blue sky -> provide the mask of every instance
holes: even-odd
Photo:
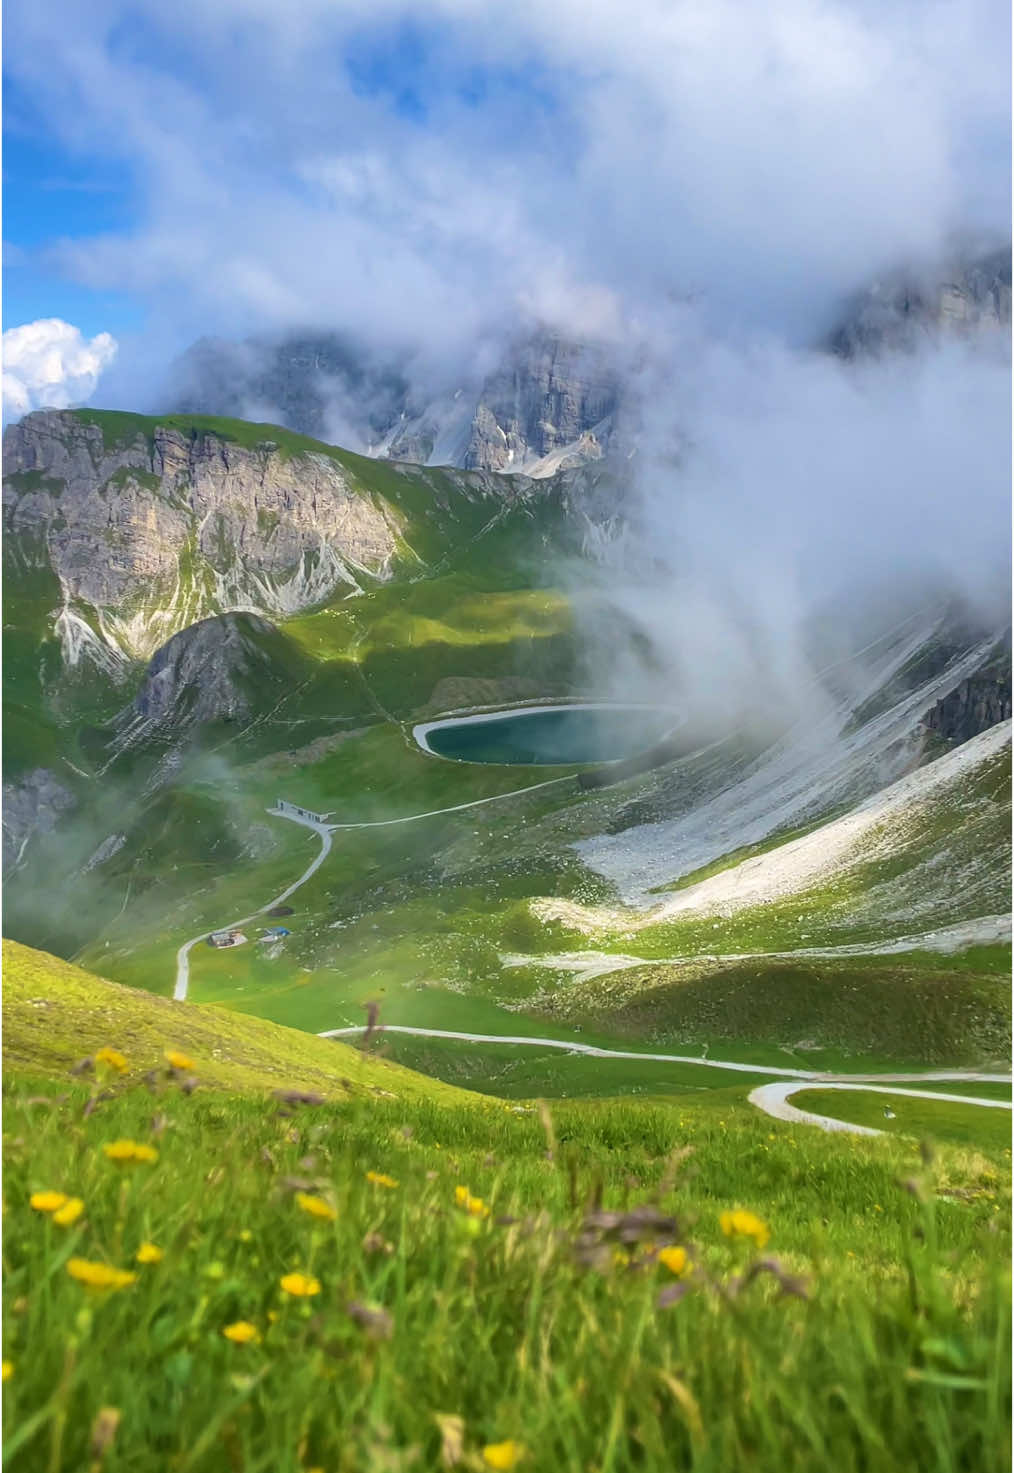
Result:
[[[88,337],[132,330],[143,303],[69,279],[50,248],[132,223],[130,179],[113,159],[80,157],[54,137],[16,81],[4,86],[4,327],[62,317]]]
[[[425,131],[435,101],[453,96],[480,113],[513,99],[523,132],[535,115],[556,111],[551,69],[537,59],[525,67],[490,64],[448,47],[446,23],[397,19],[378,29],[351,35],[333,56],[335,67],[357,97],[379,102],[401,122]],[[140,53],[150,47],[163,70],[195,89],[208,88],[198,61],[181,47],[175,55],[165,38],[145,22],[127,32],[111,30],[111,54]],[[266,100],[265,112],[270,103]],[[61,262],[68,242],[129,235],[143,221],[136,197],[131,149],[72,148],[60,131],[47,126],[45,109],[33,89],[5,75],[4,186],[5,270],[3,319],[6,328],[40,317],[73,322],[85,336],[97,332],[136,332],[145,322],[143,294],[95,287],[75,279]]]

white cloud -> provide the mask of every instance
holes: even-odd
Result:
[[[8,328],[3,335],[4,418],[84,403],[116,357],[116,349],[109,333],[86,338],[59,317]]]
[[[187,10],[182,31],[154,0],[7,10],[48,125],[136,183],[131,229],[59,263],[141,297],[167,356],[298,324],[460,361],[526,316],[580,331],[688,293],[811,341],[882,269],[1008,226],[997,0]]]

*EXERCISE REQUIREMENTS*. How many lines of the entries contain the string "instance"? Answer with a number and no other words.

*ANSWER AREA*. 2